PROMPT 1:
Answer these questions from the tardigrade post:
(a) To what temperature, and for how long, have tardigrades been exposed?
(b) What state do tardigrades enter to survive extreme environmental stresses?
(c) In what month and year did the FOTON-M3 space mission take place?
PROMPT 2:
In the tardigrade post, copy the text word for word from "In praise of" to "to active life.".

EXTRACT PROVIDED:
Tuesday, February 23, 2010

In praise of tardigrades

Found on mountain peaks penetrating the ice sheet in East Antarctica to the Chihuahuan desert Mexico, as well as the on moss growing stubbornly in your lawn (from which the specimen pictured was isolated), tardigrades are remarkable creatures. They have been exposed to -272.95°C for 20 hours, to 130°G, to 6,000 atmospheres of pressure, and to excessive concentrations of most common gases and x-rays, and were still able to return to active life.

To survive under these under such extreme environmental stresses, tardigrades enter a state known as cryptobiosis. The mechanism of cryptobiosis is poorly understood; however a study on dessication (anhydrobiosis) of tardigrades in the University of Stuttgart in 2009 showed that tardigrades have evolved efficient DNA repair mechanisms which enable them to recover even after long periods of anhydrobiosis. Most impressively of all, in the FOTON-M3 space mission in September 2007, tardigrades were seen to survive exposure to both space vacuum and solar radiation during a ten day, low Earth orbit (258-281 km above sea level).

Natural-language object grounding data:
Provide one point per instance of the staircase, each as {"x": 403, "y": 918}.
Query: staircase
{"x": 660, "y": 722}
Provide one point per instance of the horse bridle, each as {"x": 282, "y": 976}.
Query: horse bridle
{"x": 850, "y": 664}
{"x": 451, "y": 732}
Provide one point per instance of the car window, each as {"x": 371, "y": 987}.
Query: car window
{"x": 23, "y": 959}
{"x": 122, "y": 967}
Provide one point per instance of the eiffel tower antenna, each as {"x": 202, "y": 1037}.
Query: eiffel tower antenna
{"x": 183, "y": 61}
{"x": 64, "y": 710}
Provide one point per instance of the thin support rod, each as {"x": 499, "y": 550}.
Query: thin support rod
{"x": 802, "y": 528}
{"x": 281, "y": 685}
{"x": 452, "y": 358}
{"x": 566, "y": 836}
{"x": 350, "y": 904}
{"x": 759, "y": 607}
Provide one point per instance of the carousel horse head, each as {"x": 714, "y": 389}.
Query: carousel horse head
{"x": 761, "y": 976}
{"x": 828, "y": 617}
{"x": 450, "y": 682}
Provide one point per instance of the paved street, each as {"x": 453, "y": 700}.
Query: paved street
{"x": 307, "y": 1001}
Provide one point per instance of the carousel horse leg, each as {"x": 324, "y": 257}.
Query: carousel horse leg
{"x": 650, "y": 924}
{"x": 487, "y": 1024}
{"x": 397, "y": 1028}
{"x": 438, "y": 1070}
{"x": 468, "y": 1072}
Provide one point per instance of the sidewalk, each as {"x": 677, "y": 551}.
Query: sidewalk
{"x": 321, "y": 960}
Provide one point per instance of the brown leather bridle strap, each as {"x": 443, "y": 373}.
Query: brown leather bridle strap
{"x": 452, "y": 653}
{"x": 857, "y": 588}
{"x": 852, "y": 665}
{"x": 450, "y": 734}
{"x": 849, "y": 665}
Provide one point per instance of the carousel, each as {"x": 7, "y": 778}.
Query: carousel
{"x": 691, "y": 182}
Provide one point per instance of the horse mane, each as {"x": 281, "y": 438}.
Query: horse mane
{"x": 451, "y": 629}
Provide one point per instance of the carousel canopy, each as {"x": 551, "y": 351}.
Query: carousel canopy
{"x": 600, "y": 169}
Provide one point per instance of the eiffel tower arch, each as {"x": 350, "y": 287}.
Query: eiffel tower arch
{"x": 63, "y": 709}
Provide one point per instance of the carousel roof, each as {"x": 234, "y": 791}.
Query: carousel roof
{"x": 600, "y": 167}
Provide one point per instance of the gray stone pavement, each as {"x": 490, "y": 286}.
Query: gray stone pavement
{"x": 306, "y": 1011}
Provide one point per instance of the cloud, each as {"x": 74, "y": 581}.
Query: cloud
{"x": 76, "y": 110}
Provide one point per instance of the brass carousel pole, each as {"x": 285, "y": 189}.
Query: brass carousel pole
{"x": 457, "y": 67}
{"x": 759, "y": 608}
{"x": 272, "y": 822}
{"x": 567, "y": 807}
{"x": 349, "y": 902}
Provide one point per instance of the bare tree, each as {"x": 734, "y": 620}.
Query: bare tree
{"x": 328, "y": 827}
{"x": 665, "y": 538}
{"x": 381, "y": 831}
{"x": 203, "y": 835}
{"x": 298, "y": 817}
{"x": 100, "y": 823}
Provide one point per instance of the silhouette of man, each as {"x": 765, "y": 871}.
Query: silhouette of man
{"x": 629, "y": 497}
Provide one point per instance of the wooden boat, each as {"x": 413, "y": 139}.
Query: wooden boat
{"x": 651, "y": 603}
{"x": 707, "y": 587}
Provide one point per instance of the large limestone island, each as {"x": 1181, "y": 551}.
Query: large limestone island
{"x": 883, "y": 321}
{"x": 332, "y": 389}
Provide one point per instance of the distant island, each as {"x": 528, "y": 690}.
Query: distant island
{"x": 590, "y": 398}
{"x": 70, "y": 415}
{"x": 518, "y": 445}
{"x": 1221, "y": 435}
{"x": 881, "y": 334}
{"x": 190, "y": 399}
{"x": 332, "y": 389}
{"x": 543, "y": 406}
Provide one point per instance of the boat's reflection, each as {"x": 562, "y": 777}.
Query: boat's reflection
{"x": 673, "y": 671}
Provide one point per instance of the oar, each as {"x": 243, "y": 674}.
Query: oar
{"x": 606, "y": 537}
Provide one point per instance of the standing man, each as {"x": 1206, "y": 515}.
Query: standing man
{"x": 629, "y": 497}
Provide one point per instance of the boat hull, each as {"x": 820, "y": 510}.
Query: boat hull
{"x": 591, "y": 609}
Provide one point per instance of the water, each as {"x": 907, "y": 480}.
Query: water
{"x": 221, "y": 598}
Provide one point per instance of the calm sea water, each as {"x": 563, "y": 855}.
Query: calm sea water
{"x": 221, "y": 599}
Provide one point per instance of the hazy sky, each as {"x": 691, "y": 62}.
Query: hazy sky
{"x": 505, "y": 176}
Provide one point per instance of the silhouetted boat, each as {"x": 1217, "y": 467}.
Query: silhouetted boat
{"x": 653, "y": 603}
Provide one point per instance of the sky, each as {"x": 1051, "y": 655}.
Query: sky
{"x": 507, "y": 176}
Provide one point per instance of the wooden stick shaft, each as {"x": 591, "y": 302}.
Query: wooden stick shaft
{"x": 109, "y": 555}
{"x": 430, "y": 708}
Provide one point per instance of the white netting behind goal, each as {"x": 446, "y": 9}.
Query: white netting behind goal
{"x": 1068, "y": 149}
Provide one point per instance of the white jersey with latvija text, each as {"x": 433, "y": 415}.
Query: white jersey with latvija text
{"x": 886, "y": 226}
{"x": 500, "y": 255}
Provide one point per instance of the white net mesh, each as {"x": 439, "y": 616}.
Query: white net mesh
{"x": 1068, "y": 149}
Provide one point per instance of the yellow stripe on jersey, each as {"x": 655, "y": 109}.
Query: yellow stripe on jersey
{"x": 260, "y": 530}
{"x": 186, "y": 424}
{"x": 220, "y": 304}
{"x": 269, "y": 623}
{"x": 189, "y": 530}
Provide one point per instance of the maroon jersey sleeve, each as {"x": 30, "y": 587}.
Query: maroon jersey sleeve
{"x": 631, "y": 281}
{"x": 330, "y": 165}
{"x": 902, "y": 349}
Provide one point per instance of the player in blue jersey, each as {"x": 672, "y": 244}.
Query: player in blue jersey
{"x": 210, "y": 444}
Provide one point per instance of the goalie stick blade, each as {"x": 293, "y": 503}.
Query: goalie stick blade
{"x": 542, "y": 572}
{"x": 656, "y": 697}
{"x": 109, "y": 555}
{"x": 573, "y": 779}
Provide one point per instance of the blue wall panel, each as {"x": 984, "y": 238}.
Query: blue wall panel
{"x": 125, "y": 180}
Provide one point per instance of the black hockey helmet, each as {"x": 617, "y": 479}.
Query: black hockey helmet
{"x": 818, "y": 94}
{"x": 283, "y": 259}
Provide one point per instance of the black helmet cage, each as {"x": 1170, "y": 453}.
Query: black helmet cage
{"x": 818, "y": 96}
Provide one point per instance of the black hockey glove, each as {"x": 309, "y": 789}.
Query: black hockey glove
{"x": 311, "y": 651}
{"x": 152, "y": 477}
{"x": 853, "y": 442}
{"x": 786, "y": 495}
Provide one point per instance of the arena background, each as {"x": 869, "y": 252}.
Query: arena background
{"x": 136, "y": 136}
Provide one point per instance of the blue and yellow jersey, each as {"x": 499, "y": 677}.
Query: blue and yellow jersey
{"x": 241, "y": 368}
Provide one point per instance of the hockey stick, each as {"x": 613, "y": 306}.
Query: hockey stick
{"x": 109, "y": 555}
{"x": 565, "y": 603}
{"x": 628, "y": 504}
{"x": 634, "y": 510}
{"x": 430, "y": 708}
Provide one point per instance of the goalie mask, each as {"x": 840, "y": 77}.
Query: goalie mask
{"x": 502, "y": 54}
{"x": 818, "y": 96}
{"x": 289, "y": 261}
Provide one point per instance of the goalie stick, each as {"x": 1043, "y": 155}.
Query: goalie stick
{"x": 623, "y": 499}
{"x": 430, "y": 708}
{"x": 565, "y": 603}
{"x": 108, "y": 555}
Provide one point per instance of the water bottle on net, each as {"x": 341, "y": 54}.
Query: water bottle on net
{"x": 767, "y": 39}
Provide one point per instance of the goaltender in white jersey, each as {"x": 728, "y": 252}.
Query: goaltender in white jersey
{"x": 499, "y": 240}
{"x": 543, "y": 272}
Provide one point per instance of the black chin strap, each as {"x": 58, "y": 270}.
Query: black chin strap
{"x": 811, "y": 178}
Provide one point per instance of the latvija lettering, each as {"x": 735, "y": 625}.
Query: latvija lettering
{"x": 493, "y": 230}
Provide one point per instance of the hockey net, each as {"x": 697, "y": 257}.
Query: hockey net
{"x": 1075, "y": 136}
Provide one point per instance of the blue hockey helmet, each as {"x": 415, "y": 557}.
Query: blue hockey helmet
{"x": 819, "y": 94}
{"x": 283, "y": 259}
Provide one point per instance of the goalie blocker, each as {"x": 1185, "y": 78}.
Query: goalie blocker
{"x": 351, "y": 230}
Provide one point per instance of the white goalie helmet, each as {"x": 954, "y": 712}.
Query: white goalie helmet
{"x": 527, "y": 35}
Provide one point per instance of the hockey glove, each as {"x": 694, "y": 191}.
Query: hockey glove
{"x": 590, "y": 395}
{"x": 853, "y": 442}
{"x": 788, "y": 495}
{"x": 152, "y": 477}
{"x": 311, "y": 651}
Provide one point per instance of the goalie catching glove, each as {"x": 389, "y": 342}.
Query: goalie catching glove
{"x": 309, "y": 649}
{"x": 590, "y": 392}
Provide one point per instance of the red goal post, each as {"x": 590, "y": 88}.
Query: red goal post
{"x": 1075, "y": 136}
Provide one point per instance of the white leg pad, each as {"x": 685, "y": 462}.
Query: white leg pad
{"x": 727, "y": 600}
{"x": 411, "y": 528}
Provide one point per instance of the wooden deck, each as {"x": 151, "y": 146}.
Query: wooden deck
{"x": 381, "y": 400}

RESPONSE AREA 1:
(a) -272.95°C for 20 hours
(b) Cryptobiosis
(c) September 2007

RESPONSE AREA 2:
In praise of tardigrades

Found on mountain peaks penetrating the ice sheet in East Antarctica to the Chihuahuan desert Mexico, as well as the on moss growing stubbornly in your lawn (from which the specimen pictured was isolated), tardigrades are remarkable creatures. They have been exposed to -272.95°C for 20 hours, to 130°G, to 6,000 atmospheres of pressure, and to excessive concentrations of most common gases and x-rays, and were still able to return to active life.